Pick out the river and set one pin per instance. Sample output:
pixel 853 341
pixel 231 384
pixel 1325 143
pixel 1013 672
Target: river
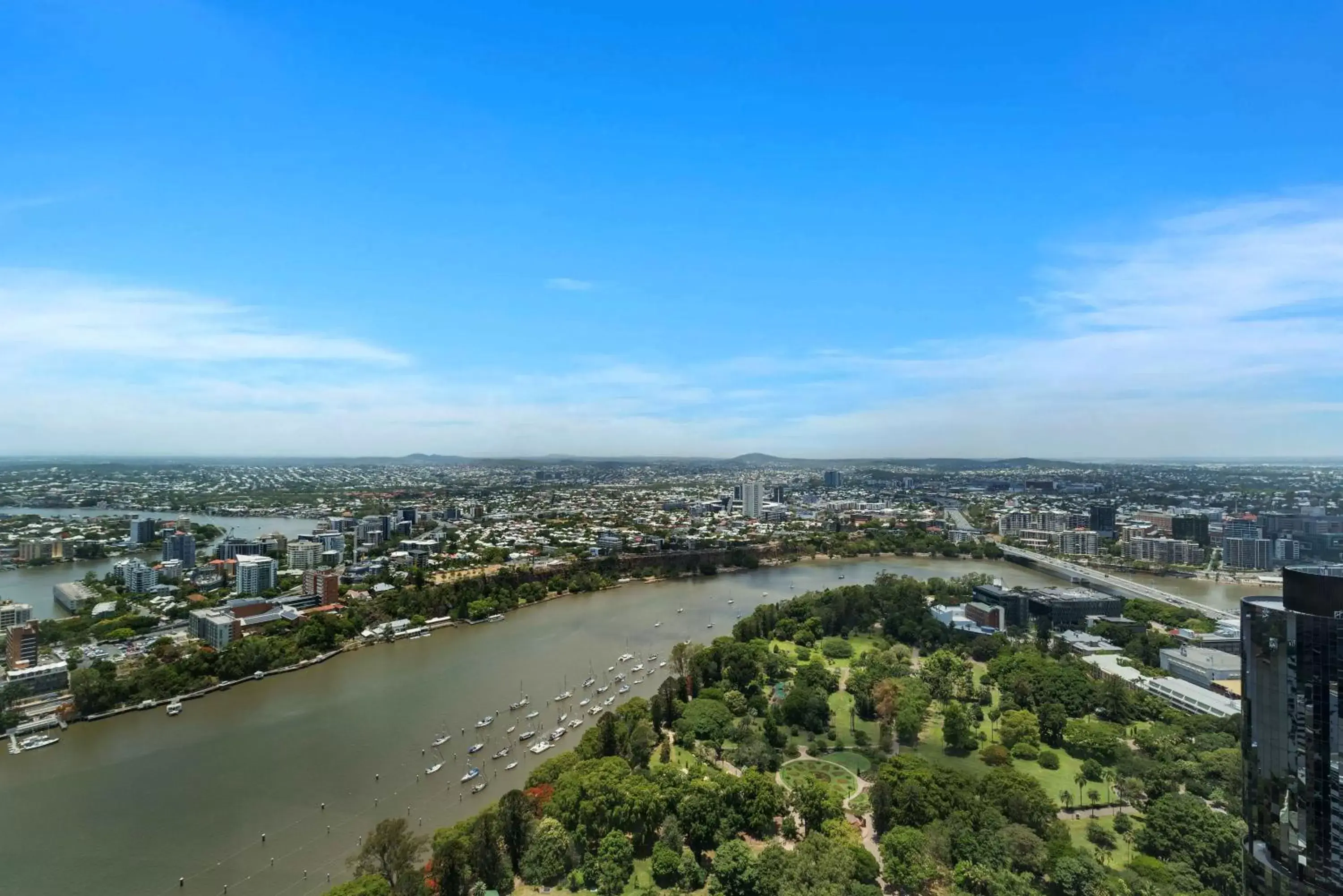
pixel 34 586
pixel 128 805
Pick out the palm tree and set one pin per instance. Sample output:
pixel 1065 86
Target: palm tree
pixel 1111 778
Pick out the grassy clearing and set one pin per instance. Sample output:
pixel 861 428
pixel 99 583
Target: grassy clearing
pixel 834 777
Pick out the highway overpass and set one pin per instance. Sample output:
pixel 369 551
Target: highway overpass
pixel 1108 584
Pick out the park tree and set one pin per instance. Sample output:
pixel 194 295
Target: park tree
pixel 814 804
pixel 614 864
pixel 547 858
pixel 452 860
pixel 734 870
pixel 955 727
pixel 515 819
pixel 391 852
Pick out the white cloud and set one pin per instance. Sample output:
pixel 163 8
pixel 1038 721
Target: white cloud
pixel 569 284
pixel 1216 333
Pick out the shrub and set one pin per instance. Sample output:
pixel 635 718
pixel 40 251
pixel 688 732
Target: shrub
pixel 996 755
pixel 836 648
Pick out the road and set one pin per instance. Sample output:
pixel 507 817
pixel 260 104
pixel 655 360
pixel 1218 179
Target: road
pixel 1127 588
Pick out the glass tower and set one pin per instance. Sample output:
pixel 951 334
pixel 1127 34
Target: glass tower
pixel 1291 671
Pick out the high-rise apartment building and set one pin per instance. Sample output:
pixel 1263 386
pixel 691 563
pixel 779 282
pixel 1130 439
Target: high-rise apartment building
pixel 1190 527
pixel 304 555
pixel 143 531
pixel 180 546
pixel 1102 519
pixel 1247 554
pixel 753 498
pixel 1291 679
pixel 257 574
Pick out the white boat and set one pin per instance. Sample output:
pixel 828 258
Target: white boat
pixel 37 742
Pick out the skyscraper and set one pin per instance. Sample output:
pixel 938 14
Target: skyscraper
pixel 1292 674
pixel 753 496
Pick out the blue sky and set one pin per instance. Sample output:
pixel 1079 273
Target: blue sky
pixel 822 230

──────

▶ [Exercise instructions]
From the records above, copy only the lines starting with the line that holds "pixel 163 8" and going on through the line that holds "Pick out the road", exactly as written.

▶ [Written solution]
pixel 163 8
pixel 1038 721
Target: white cloud
pixel 569 284
pixel 1216 333
Pick out the shrub and set one pin per instance. Sample output:
pixel 635 718
pixel 40 251
pixel 688 732
Target: shrub
pixel 996 755
pixel 836 648
Pick out the road and set one pin per instance. Sample output:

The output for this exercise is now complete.